• What the exercise asks: Using the CISP passage below, state what a spinal tap typically shows in this condition.

**** Exercise passage ****

CISP is an immune-mediated inflammation of the proximal sensory nerve roots characterized by peripheral sensory ataxia, normal motor examination, normal motor and sensory NCS, characteristic SSEP abnormalities, raised CSF protein on spinal tap, and thickened nerve roots on MR imaging .
Initial symptoms may be asymmetric and start with paresthesia, numbness, or pain of the distal lower limbs. These symptoms gradually worsen and spread proximally to the hips and upper limbs with more symmetric involvement. Duration from symptom onset to medical consult ranges from few months to 18 years [1,6–8]. Neurologic examination indicates large-fibre sensory loss and sensory gait ataxia. Muscle strength is often preserved except in CISMP where there is concomitant motor nerve root involvement [2–5].
Histologic findings of three cases from the largest series  diagnosed with CISP that underwent lumbar sensory rootlet biopsy showed presence of endoneurial macrophages, lack of degenerating profiles, and features of chronic demyelination and remyelination with numerous onion-bulb formations. These features support primary demyelination of proximal sensory nerve roots, similar to changes observed in the peripheral nerves of patients with CIDP suggesting that CISP may be an additional phenotype along the CIDP spectrum [8–10]. However, unlike CIDP, the distal nerve segments are spared in CISP, as evidenced by normal NCS. Characteristic SSEP abnormalities include absent or delayed proximal lumbar/cervical responses, while the contrast-enhanced MR scan of the spine could show thickened enhancing nerve roots. Spinal tap typically shows cytoalbuminergic dissociation [1, 6–8].
Through this case, we would like to raise awareness of this treatable immune-mediated condition among physicians and caution against wrongly attributing the sensory ataxia and unsteady gait to a functional gait disorder especially when routine NCS and spine imaging are normal. Prompt recognition in addition to specific evaluation with SSEP, spinal tap, and contrast-enhanced MR scan of the spinal nerve roots will help clinch the diagnosis.

**** Data supplied ****

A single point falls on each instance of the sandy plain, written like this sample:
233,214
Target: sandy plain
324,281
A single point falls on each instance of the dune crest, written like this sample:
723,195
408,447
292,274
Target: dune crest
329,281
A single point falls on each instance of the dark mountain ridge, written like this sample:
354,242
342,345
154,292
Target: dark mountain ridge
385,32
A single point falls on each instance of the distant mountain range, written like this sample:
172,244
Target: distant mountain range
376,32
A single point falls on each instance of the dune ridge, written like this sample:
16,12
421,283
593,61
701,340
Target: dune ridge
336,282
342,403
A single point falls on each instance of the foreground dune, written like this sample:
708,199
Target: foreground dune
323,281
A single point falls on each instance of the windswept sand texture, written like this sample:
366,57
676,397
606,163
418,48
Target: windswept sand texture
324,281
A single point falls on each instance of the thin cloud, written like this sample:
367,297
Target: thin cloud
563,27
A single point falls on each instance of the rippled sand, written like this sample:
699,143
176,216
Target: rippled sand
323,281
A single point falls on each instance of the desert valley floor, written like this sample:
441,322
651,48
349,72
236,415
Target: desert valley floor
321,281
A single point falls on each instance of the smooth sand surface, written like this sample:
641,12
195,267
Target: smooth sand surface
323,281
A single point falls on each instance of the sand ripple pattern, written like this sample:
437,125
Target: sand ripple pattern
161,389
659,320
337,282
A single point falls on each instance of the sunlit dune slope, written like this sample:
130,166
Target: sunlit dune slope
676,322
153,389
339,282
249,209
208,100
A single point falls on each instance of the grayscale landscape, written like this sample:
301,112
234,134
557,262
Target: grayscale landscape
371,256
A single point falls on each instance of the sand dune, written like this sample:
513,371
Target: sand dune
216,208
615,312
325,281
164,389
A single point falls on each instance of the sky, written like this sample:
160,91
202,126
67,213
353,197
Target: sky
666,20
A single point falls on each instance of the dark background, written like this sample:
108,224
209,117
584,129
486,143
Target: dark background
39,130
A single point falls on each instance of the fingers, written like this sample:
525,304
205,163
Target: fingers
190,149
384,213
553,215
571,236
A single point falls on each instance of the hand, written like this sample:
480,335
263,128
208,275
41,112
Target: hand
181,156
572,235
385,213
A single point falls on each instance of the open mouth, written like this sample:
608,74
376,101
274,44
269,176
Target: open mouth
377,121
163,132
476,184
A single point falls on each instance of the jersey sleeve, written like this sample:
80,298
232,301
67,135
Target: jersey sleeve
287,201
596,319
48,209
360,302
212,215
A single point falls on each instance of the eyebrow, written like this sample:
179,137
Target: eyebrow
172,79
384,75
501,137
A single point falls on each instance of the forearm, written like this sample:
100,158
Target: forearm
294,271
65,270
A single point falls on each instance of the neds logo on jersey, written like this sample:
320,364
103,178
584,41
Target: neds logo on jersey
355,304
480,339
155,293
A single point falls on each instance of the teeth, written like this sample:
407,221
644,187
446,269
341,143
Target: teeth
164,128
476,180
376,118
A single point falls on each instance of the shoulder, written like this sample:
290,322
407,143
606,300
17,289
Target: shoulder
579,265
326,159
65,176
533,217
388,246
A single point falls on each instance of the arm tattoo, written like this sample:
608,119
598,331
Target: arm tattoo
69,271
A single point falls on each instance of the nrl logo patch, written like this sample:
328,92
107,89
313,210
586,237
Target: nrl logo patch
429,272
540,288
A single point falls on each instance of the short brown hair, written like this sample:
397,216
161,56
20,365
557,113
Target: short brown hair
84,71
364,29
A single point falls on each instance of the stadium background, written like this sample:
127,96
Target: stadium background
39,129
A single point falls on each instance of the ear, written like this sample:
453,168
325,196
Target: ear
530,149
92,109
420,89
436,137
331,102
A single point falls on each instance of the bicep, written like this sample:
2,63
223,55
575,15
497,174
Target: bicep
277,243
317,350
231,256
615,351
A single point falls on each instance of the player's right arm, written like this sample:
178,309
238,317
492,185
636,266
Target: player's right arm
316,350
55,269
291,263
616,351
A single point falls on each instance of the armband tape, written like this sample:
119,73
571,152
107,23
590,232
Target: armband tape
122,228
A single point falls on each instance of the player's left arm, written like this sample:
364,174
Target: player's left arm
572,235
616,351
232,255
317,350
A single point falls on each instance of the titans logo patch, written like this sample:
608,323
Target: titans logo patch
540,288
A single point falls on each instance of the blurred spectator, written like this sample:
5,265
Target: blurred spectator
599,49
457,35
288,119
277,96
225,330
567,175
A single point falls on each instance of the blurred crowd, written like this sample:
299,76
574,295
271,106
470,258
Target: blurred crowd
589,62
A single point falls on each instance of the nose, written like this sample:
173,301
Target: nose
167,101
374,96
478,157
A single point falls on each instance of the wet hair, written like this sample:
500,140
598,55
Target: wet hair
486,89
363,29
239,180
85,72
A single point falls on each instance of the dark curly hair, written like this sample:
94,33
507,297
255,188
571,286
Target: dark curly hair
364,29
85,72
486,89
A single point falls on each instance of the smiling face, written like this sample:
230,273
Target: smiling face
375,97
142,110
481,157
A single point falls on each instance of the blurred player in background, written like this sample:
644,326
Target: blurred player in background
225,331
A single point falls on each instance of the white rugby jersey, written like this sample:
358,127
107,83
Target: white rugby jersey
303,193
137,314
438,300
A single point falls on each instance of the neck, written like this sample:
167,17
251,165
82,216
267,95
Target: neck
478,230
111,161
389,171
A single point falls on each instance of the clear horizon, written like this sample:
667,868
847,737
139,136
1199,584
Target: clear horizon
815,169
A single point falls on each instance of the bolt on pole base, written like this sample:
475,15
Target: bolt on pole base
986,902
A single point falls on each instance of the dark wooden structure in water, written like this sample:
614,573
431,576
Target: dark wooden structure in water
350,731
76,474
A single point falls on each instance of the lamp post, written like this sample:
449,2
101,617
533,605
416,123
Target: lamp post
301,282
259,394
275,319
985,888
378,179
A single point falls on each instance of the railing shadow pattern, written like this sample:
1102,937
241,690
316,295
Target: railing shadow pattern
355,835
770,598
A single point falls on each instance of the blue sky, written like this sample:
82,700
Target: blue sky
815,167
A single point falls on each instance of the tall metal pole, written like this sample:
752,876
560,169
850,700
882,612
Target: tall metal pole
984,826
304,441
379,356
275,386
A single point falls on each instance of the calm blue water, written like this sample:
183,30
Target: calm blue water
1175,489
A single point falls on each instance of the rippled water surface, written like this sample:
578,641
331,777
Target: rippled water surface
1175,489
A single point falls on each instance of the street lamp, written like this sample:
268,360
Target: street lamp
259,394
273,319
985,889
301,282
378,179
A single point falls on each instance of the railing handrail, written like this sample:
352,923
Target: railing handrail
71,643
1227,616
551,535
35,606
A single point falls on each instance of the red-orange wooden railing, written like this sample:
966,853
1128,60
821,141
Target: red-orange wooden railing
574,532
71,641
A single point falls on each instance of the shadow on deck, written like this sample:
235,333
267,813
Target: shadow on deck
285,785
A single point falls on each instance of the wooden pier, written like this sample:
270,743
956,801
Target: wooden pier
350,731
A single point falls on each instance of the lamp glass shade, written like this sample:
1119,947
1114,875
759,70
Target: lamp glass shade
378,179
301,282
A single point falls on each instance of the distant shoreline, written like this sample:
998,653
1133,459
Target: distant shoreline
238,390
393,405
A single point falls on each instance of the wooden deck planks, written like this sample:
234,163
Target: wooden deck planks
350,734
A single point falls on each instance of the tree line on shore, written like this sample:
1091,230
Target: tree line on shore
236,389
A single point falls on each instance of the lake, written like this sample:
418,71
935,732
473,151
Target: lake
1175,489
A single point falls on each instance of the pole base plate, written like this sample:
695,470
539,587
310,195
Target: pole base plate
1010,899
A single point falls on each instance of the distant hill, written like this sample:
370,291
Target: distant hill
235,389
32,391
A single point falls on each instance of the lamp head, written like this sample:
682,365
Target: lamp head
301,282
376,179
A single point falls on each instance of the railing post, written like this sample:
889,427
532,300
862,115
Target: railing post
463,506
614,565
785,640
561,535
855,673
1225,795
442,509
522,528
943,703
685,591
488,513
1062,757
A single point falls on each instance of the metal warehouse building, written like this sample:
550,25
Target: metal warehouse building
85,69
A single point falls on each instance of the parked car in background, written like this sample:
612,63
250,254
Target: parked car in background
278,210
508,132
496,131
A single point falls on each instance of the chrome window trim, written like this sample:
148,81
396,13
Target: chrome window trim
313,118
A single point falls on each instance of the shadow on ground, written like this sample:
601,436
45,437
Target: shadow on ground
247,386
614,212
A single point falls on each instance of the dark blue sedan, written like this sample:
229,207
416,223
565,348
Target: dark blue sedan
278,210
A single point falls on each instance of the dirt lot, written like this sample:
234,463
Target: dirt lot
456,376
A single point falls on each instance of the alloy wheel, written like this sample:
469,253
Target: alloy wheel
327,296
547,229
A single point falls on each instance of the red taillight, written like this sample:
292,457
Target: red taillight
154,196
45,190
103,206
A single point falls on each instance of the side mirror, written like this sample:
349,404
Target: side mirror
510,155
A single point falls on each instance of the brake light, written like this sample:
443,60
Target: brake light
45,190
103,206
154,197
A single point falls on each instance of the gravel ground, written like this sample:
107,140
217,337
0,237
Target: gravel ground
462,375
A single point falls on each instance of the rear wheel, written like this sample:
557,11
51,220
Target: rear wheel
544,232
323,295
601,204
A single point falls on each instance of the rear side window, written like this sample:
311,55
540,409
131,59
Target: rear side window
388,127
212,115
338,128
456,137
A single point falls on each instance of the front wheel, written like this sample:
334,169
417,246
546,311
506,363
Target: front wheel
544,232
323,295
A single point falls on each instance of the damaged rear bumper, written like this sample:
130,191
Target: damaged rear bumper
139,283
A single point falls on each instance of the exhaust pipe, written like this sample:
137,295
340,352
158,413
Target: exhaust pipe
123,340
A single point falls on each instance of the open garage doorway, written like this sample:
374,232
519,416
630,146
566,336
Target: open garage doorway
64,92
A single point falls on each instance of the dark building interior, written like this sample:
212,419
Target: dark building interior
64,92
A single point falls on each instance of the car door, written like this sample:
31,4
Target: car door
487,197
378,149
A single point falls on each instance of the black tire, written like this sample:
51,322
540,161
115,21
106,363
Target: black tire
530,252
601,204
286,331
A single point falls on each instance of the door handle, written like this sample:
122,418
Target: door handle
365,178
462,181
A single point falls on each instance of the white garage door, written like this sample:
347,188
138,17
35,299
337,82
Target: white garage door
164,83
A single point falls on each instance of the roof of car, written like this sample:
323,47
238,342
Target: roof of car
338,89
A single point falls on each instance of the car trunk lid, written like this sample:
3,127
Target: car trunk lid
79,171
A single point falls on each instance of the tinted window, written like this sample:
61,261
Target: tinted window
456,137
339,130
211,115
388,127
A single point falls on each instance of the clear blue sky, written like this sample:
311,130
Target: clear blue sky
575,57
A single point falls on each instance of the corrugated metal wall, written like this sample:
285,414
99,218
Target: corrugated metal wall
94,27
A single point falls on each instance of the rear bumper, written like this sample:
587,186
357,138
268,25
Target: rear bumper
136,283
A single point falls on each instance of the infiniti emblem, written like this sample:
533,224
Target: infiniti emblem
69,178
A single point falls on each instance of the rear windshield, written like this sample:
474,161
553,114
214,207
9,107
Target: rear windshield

****

• Result of this task: Cytoalbuminergic dissociation.